■ Records from a collection:
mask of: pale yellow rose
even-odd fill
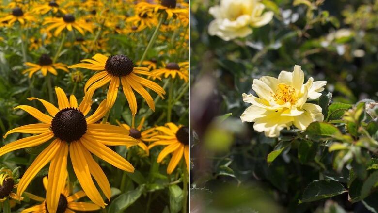
[[[273,13],[263,13],[265,6],[259,0],[221,0],[209,13],[215,18],[209,25],[211,35],[228,41],[252,33],[252,27],[265,25],[272,19]]]
[[[305,84],[304,81],[304,74],[298,65],[292,72],[281,71],[278,79],[253,80],[252,88],[258,98],[243,94],[243,100],[252,105],[242,114],[242,121],[255,122],[255,131],[270,137],[278,137],[282,130],[292,125],[303,131],[313,122],[322,121],[322,108],[306,101],[320,97],[327,82],[314,82],[312,78]]]

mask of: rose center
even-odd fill
[[[13,189],[14,184],[15,182],[12,178],[4,180],[2,185],[0,186],[0,198],[2,199],[9,195]]]
[[[59,197],[59,201],[58,202],[58,208],[56,210],[56,213],[63,213],[65,212],[65,210],[67,209],[67,207],[68,205],[68,202],[67,201],[67,198],[63,194],[61,194]],[[49,213],[48,210],[47,208],[47,204],[46,202],[45,202],[45,208],[46,209],[46,212]]]
[[[106,61],[105,69],[113,76],[125,76],[133,71],[134,63],[125,55],[116,55],[110,57]]]
[[[189,128],[182,127],[176,132],[176,137],[179,141],[185,145],[189,145]]]
[[[297,101],[295,89],[284,83],[278,84],[275,93],[271,93],[270,96],[280,105],[284,104],[288,102],[293,104]]]
[[[72,23],[75,22],[75,16],[72,14],[64,14],[63,20],[66,23]]]
[[[42,54],[39,57],[39,65],[47,66],[51,65],[52,64],[52,60],[50,56],[47,54]]]
[[[54,136],[62,141],[77,141],[87,131],[87,121],[84,114],[76,108],[61,110],[55,115],[51,122]]]
[[[129,131],[130,131],[130,134],[129,134],[129,135],[134,138],[135,138],[136,139],[141,138],[141,137],[142,137],[142,134],[141,133],[141,132],[136,129],[132,128]]]

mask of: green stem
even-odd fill
[[[152,192],[148,193],[148,199],[147,201],[147,208],[146,208],[146,213],[150,212],[150,206],[151,206],[151,197],[152,195]]]
[[[182,177],[182,184],[183,184],[183,201],[182,201],[182,213],[187,213],[187,199],[188,197],[188,171],[187,170],[187,165],[185,162],[182,164],[182,170],[183,177]]]
[[[169,89],[168,89],[168,109],[167,111],[167,122],[171,122],[171,118],[172,116],[172,105],[173,105],[173,101],[172,101],[172,97],[173,95],[173,87],[174,86],[174,81],[173,81],[173,79],[172,79],[171,82],[172,82],[172,84],[169,87]]]
[[[186,85],[185,85],[185,87],[184,88],[184,89],[181,91],[181,93],[176,98],[173,100],[173,103],[176,103],[176,102],[178,101],[179,100],[180,100],[180,98],[182,97],[182,96],[184,95],[185,93],[186,93],[187,90],[189,87],[189,83],[186,83]]]
[[[48,91],[48,100],[50,103],[54,102],[54,97],[52,96],[52,86],[51,85],[51,78],[50,73],[46,75],[46,81],[47,84],[47,90]]]
[[[61,44],[59,45],[59,47],[58,48],[58,51],[55,53],[55,56],[54,56],[54,59],[52,60],[52,63],[54,64],[56,62],[57,59],[59,57],[59,54],[62,51],[62,48],[63,48],[63,45],[64,44],[64,41],[65,41],[65,37],[67,35],[65,32],[63,33],[63,35],[62,37],[62,40],[61,41]]]
[[[151,48],[151,47],[152,46],[152,45],[155,42],[155,40],[156,40],[156,38],[158,37],[158,33],[159,32],[159,29],[161,26],[161,24],[163,23],[163,20],[164,19],[164,16],[161,16],[160,20],[159,20],[159,23],[158,24],[158,26],[156,26],[156,29],[155,29],[155,32],[154,32],[154,33],[152,34],[152,36],[151,37],[151,39],[150,39],[150,41],[148,42],[148,44],[147,45],[147,47],[146,47],[146,49],[144,50],[144,52],[143,53],[143,55],[142,55],[142,57],[140,60],[141,63],[139,64],[138,66],[141,66],[142,62],[143,62],[143,61],[144,61],[144,59],[146,58],[146,55],[147,55],[147,53],[148,52],[148,50],[150,49],[150,48]]]

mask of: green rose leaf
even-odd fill
[[[299,203],[313,202],[340,195],[347,191],[340,183],[331,180],[315,180],[303,192]]]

■ INSTRUCTION: Reproduce the listing with "green stem" switched to "flower stem" and everything else unchanged. Omit the pictures from your output.

■ RESULT FOR THIS EXERCISE:
mask of: pale yellow rose
even-odd fill
[[[273,13],[263,13],[265,6],[259,0],[221,0],[209,13],[215,18],[209,25],[211,35],[228,41],[252,33],[252,27],[265,25],[272,19]]]
[[[305,84],[304,81],[304,74],[298,65],[292,72],[281,71],[278,79],[253,80],[252,88],[258,98],[243,94],[243,100],[252,105],[242,114],[242,121],[255,122],[255,131],[270,137],[278,137],[282,130],[292,125],[303,131],[313,122],[322,121],[322,108],[306,101],[320,97],[327,82],[314,82],[312,78]]]

mask of: rose center
even-odd fill
[[[13,189],[14,184],[15,182],[12,178],[4,180],[2,185],[0,186],[0,198],[2,199],[9,195]]]
[[[59,197],[59,201],[58,202],[58,208],[56,210],[56,213],[63,213],[65,212],[65,210],[67,209],[67,207],[68,205],[68,202],[67,201],[67,198],[63,194],[61,194]],[[49,213],[48,210],[47,208],[47,204],[46,202],[45,202],[45,208],[46,209],[46,212]]]
[[[106,61],[105,69],[113,76],[125,76],[133,71],[134,63],[125,55],[116,55],[110,57]]]
[[[189,128],[182,127],[176,132],[176,137],[179,141],[185,145],[189,145]]]
[[[297,101],[295,89],[284,83],[278,84],[275,93],[271,93],[270,96],[280,105],[284,104],[288,102],[293,104]]]
[[[72,23],[75,22],[75,16],[72,14],[64,14],[63,20],[66,23]]]
[[[42,54],[39,57],[39,65],[47,66],[51,65],[52,64],[52,60],[50,56],[47,54]]]
[[[54,136],[62,141],[77,141],[87,131],[87,121],[84,114],[76,108],[61,110],[55,115],[51,122]]]
[[[129,131],[130,131],[130,134],[129,134],[129,135],[134,138],[135,138],[136,139],[141,138],[141,137],[142,137],[142,134],[141,133],[141,132],[136,129],[132,128]]]

mask of: flower stem
even-odd fill
[[[152,192],[148,193],[148,199],[147,201],[147,208],[146,208],[146,213],[150,212],[150,206],[151,206],[151,197],[152,195]]]
[[[182,177],[182,184],[183,184],[183,201],[182,201],[182,213],[187,213],[187,199],[188,197],[188,171],[187,170],[187,165],[185,162],[182,164],[182,170],[183,177]]]
[[[169,89],[168,89],[168,109],[167,111],[167,122],[171,122],[171,118],[172,116],[172,105],[173,105],[173,101],[172,101],[172,97],[173,95],[173,87],[174,86],[174,81],[173,81],[173,79],[172,79],[171,82],[172,82],[172,84],[169,87]]]
[[[186,85],[185,85],[185,87],[184,88],[184,89],[181,91],[181,93],[176,98],[173,100],[173,103],[176,103],[176,102],[178,101],[179,100],[180,100],[180,98],[182,97],[182,96],[184,95],[185,93],[186,93],[187,90],[189,87],[189,83],[186,83]]]
[[[48,91],[48,100],[50,103],[54,102],[54,97],[52,96],[52,86],[51,85],[51,78],[50,73],[46,75],[46,81],[47,84],[47,90]]]
[[[61,44],[59,45],[59,47],[58,48],[58,51],[55,53],[55,56],[54,56],[54,59],[52,60],[52,63],[54,64],[56,62],[57,59],[59,57],[59,54],[62,51],[62,48],[63,48],[63,45],[64,44],[64,41],[65,41],[65,37],[67,35],[65,32],[63,33],[63,35],[62,37],[62,40],[61,41]]]
[[[151,48],[151,47],[152,46],[152,45],[155,42],[155,40],[156,40],[156,38],[158,37],[158,33],[159,32],[159,29],[161,26],[161,24],[163,23],[163,20],[164,19],[164,16],[161,16],[160,20],[159,20],[159,23],[158,24],[158,26],[156,26],[156,29],[155,29],[155,32],[154,32],[154,33],[152,34],[152,36],[151,37],[151,39],[150,39],[150,41],[148,42],[148,44],[147,45],[147,47],[146,47],[146,49],[144,50],[144,52],[143,53],[143,55],[142,55],[142,57],[140,60],[141,63],[139,64],[138,66],[141,66],[142,62],[143,62],[143,61],[144,61],[144,59],[146,58],[146,55],[147,55],[147,53],[148,52],[148,50],[150,49],[150,48]]]

mask of: green rose leaf
even-odd fill
[[[299,203],[313,202],[340,195],[347,191],[340,183],[331,180],[315,180],[303,192]]]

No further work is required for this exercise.